- [Required work]: For the listing that follows, give again exactly the lines from the one with "I bet you can find the concrete" to the one with "I bet you can find the riviera", including both.

- [Given records]:
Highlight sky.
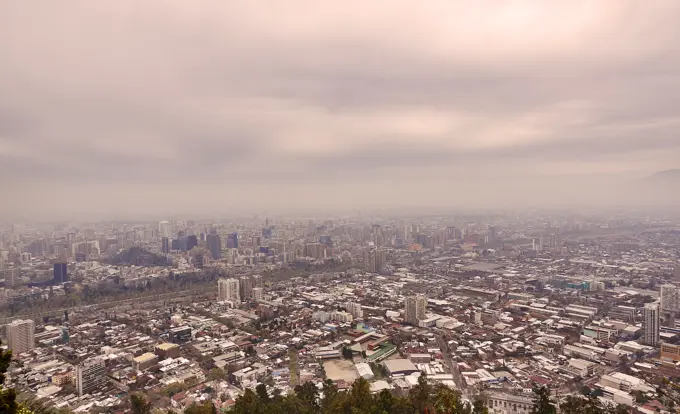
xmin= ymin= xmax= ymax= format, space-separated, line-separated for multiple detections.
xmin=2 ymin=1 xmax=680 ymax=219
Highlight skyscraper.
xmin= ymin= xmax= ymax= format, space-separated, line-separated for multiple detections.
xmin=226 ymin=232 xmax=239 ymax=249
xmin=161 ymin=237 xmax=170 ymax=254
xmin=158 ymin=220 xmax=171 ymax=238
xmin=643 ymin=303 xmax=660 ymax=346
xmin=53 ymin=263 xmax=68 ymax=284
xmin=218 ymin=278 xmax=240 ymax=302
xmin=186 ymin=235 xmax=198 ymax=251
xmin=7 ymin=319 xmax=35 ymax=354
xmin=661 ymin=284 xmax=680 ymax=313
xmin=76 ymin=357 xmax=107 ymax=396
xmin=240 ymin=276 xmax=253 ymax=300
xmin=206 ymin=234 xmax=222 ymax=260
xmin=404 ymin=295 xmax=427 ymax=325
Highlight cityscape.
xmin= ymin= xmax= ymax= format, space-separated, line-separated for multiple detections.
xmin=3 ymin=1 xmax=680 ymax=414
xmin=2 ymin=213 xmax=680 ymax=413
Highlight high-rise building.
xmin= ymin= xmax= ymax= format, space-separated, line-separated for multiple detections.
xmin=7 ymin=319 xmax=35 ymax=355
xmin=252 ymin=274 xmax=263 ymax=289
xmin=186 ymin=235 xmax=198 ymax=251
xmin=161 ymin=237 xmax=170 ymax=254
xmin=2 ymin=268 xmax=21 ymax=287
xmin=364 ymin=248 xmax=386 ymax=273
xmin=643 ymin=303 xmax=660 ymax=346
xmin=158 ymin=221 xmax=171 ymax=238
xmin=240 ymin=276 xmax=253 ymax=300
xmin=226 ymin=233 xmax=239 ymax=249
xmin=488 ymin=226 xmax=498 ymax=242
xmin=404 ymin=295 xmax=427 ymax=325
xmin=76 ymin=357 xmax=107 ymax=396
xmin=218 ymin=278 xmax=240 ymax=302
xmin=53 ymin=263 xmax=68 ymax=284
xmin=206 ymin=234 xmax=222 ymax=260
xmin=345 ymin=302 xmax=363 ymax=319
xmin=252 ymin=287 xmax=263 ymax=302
--
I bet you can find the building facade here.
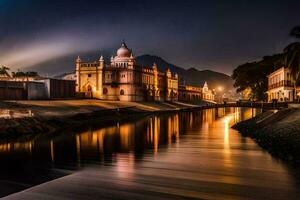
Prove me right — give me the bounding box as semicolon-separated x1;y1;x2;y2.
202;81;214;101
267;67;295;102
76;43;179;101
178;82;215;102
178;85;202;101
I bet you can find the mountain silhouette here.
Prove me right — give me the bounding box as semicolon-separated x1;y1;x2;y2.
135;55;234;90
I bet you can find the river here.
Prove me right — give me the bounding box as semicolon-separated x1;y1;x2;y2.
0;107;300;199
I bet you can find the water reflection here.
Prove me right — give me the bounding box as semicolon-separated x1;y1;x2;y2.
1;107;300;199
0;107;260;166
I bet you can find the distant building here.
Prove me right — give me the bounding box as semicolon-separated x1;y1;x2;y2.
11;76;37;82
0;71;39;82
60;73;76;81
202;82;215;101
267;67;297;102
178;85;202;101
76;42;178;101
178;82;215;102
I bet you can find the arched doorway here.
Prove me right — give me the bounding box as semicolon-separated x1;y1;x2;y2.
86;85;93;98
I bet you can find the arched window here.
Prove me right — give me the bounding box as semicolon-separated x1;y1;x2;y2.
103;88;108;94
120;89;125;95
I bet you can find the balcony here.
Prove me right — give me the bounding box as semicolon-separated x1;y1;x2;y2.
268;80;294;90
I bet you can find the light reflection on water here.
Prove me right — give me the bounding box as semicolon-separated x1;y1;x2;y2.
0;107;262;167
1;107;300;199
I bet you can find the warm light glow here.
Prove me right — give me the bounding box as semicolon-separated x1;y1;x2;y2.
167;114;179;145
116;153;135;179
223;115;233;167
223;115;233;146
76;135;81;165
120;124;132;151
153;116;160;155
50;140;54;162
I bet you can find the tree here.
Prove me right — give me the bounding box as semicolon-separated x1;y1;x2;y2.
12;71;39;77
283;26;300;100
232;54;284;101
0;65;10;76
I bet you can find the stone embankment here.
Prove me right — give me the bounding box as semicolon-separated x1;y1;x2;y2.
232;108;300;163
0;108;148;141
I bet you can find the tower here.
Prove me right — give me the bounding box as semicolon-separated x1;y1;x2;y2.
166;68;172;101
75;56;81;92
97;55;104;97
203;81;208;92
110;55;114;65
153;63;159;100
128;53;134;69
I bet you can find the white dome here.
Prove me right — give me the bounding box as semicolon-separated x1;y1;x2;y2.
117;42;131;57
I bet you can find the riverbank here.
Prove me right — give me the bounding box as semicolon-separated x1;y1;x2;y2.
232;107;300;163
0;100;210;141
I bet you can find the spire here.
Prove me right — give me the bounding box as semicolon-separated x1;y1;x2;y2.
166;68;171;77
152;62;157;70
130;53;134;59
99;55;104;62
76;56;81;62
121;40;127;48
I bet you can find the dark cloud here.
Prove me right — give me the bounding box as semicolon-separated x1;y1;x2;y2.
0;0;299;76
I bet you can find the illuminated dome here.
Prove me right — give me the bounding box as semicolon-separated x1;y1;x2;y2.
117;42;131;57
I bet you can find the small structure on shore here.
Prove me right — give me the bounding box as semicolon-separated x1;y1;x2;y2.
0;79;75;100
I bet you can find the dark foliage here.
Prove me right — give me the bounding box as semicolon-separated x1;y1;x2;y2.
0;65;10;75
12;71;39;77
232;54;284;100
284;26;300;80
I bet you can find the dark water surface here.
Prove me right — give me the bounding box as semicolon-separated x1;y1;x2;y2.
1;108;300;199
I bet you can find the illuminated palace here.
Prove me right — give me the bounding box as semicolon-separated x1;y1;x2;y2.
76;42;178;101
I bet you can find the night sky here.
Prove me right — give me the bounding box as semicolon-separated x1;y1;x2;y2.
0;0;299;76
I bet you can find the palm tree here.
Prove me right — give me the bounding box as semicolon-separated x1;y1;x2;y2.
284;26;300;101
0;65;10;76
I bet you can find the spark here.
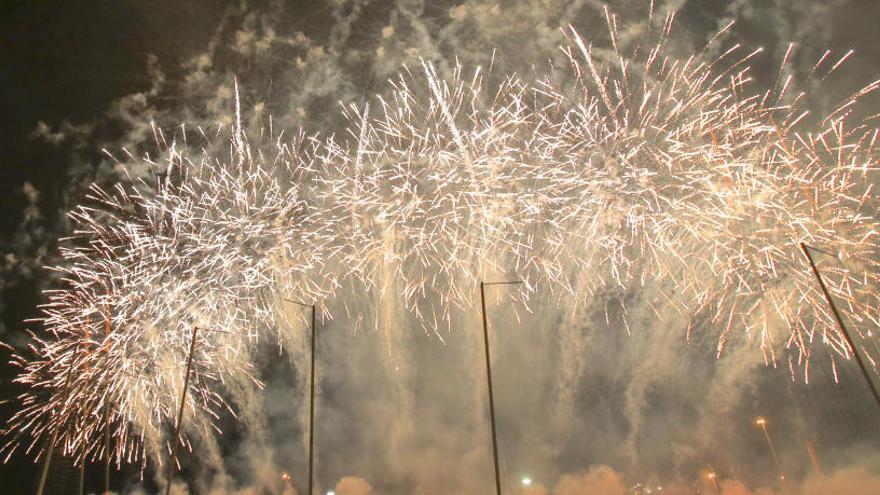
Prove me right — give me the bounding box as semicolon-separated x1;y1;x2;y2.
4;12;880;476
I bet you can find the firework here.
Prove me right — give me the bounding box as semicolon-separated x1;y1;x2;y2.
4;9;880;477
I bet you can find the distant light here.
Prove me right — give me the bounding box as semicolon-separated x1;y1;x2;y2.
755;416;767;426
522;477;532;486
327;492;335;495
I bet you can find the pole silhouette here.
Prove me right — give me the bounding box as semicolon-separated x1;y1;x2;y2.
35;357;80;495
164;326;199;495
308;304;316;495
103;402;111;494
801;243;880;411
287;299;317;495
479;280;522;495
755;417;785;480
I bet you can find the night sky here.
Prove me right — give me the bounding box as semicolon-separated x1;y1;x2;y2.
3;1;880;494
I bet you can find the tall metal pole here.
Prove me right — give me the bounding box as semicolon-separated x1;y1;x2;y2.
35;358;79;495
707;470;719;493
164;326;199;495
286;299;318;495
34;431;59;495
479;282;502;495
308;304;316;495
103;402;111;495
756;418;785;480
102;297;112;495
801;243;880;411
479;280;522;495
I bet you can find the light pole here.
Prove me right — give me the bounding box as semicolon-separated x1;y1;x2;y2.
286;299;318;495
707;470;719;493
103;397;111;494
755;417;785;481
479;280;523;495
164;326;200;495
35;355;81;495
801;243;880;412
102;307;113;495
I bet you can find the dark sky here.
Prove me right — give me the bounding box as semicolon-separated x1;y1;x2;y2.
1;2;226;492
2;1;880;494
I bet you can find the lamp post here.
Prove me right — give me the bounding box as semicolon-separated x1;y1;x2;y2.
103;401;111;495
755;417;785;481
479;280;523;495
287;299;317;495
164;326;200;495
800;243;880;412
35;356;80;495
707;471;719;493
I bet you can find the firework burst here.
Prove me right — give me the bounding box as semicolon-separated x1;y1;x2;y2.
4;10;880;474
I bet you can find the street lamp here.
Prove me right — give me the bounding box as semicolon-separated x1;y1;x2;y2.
...
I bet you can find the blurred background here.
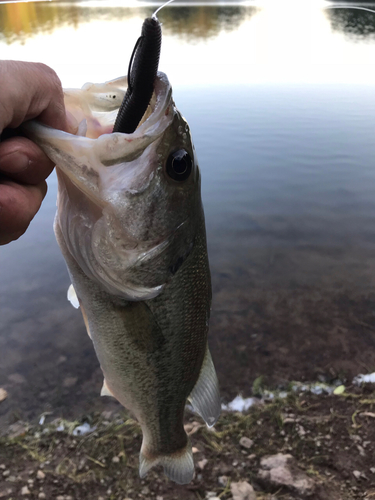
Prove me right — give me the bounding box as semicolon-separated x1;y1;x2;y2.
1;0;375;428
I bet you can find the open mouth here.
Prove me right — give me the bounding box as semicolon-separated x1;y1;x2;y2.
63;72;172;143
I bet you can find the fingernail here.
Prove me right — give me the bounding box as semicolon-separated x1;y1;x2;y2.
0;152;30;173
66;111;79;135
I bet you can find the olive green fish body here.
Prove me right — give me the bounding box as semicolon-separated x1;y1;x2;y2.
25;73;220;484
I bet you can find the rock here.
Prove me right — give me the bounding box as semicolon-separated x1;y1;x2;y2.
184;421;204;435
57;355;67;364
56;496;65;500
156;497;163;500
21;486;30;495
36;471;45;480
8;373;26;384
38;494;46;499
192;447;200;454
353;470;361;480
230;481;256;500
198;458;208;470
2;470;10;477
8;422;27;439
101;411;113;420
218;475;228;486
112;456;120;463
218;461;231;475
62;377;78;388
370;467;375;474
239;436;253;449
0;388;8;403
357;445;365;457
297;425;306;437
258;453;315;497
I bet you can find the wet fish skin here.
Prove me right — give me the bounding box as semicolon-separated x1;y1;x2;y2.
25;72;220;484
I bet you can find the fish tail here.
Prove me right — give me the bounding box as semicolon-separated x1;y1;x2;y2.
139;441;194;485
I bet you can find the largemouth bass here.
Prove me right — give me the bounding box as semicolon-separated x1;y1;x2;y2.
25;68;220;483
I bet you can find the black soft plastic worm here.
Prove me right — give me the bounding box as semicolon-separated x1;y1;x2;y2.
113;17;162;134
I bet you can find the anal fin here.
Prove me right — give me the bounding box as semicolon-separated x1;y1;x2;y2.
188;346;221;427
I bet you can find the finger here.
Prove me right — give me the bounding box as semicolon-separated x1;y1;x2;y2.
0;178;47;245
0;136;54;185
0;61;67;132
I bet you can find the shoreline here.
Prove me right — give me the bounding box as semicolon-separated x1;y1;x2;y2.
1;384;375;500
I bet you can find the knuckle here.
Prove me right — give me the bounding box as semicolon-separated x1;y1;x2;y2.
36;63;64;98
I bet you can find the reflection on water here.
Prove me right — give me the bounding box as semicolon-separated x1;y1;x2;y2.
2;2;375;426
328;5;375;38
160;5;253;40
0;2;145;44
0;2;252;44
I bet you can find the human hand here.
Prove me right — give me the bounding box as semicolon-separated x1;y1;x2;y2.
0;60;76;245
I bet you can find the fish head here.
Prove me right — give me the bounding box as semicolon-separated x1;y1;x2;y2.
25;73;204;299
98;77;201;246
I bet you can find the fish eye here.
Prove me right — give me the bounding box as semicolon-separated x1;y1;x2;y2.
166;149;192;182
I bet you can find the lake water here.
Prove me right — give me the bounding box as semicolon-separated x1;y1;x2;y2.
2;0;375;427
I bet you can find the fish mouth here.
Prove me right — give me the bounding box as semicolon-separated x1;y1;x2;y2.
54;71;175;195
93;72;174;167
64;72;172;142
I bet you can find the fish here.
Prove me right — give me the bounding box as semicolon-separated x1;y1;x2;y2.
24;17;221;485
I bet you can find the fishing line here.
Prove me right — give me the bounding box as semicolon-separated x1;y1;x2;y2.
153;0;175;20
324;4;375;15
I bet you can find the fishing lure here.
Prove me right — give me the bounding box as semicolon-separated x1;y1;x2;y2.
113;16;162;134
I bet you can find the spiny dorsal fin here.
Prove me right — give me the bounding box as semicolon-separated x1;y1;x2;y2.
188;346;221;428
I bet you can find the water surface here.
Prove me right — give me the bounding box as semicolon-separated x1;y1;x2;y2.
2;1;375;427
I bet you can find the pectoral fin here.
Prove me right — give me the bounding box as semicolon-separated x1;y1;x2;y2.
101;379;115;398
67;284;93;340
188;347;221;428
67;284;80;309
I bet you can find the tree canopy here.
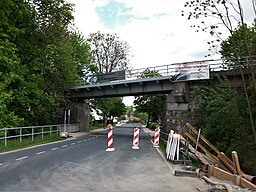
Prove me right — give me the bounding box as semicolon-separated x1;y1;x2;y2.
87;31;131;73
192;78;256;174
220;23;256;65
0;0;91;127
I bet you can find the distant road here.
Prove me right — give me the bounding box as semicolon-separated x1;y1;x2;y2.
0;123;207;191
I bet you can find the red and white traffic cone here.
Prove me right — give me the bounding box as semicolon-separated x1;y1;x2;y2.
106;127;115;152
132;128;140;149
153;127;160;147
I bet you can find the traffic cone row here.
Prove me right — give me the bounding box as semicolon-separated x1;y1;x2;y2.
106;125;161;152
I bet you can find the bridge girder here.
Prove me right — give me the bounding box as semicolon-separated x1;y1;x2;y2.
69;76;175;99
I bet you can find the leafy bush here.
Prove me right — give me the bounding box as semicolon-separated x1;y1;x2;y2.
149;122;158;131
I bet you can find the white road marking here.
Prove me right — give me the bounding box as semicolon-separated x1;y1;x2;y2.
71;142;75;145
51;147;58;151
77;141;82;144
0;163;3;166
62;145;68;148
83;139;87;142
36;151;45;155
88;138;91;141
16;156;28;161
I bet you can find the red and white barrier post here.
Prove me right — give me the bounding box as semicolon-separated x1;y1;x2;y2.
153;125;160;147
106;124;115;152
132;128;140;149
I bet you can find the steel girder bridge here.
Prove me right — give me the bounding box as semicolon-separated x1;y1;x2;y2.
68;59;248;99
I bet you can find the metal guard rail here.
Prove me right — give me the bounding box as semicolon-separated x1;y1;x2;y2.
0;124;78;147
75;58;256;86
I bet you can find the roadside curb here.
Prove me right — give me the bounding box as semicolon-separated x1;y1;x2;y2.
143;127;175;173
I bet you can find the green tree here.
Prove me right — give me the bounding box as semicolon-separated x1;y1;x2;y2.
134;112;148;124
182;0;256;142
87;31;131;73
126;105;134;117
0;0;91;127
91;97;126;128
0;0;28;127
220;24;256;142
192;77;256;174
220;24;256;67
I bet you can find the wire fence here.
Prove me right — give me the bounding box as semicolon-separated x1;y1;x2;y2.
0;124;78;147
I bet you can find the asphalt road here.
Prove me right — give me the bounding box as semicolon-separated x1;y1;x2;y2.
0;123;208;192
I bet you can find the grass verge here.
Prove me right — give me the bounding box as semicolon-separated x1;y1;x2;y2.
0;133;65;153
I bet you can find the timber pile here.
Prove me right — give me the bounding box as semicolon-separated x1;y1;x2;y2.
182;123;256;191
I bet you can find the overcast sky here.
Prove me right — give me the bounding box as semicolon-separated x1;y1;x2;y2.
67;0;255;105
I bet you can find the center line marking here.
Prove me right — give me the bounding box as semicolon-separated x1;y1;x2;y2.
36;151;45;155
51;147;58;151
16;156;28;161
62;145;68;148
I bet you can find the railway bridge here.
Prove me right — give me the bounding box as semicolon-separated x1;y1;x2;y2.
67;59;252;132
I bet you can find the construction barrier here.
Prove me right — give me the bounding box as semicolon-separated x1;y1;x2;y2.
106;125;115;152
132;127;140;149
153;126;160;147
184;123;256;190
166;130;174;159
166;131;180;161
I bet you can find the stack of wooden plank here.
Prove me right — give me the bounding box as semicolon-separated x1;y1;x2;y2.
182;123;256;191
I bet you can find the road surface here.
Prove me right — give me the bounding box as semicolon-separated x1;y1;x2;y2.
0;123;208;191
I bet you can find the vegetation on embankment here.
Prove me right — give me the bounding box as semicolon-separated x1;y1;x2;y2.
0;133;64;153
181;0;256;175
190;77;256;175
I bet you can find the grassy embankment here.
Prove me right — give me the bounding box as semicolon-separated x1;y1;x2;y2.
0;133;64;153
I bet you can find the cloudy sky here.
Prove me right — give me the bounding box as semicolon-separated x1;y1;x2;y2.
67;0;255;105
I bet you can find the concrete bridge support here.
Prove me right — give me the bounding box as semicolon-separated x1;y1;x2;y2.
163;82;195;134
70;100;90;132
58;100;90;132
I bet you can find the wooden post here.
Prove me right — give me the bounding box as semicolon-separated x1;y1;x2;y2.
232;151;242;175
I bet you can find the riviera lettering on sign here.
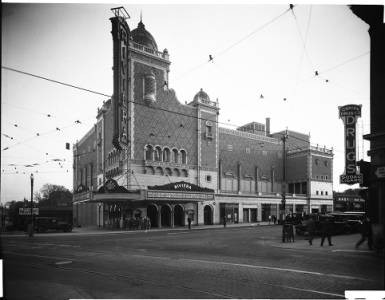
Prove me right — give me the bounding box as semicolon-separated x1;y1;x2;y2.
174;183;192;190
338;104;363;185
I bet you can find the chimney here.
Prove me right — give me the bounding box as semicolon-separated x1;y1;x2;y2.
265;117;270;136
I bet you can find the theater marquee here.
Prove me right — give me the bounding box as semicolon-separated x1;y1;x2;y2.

- [Task answer]:
I bet you can find the concrete bridge support here.
Prove me right — give me the bounding box as semicolon-separated x1;y1;x2;y2.
163;82;195;134
70;100;90;132
58;100;90;132
I bet you can find the wooden post here.
Prove me right — give me the bounding box as semicolon-separated x1;y1;x2;y2.
232;151;242;175
I bet you can find the riviera lettering on sign here.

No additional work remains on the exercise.